Parliament — Lawmakers on Parliament's Committee on National Economy yesterday questioned two ministers over what they described as an inflated price for the construction of a super specialised hospital in the country.
The ministers were also questioned on the use of public funds to finance a private enterprise where the taxpayers will not have free access.
State minister for Finance (Planning) David Bahati and her counterpart, Dr Ruth Aceng (Health), were appearing before the committee to defend the $379 million (about Shs1.3 trillion) project to be constructed in Lubowa, along the Kampala-Entebbe Road.
The committee chaired by former Finance minister Syda Bbumba heard that loan request is to act as a guarantee through a promissory note to the investor in the construction of the project.
Once in place, Mr Bahati told MPs, the facility will save taxpayers from footing "expensive bills" involved in medical tourism by government officials.

• **Data excerpts**:
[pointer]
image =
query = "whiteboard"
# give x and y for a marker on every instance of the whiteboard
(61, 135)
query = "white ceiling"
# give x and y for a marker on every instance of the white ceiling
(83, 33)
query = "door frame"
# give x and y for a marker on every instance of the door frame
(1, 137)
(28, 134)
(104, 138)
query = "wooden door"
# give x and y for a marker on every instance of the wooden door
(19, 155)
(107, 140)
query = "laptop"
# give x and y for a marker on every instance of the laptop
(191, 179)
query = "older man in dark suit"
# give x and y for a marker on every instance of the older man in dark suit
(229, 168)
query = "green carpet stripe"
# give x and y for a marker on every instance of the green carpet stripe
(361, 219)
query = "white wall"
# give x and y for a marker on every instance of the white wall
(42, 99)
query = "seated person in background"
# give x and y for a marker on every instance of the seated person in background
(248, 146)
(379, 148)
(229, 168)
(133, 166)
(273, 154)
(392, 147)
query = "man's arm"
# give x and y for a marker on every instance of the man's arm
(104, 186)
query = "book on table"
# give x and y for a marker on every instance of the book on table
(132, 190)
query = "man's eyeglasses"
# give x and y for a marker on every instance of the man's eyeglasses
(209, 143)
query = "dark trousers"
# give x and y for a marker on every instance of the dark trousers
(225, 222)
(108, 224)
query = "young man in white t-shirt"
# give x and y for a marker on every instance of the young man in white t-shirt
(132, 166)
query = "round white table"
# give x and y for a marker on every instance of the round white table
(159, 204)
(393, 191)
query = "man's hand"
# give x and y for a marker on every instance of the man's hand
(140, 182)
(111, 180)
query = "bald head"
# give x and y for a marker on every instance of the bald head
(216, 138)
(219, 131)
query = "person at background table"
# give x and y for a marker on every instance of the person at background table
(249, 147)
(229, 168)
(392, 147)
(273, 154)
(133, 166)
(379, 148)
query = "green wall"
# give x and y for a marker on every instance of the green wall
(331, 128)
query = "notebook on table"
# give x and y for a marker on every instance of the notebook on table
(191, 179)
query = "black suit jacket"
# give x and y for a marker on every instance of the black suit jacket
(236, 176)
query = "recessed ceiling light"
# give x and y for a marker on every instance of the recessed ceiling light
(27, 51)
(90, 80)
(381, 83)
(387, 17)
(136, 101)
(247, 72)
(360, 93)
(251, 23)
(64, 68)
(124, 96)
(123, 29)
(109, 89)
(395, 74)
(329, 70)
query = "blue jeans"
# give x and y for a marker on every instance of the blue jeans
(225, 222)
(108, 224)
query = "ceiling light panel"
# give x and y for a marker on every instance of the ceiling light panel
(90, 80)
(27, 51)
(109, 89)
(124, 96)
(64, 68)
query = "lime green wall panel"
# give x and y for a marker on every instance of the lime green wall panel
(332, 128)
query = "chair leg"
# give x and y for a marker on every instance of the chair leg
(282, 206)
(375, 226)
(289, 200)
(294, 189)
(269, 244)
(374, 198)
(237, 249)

• **Assignment**:
Answer from the news report on the hospital project:
1. Which parliamentary committee questioned the two ministers?
2. Who chaired that committee?
3. Where is the hospital to be built?

• **Written response**:
1. The Committee on National Economy.
2. Syda Bbumba, a former Finance minister.
3. In Lubowa, along the Kampala-Entebbe Road.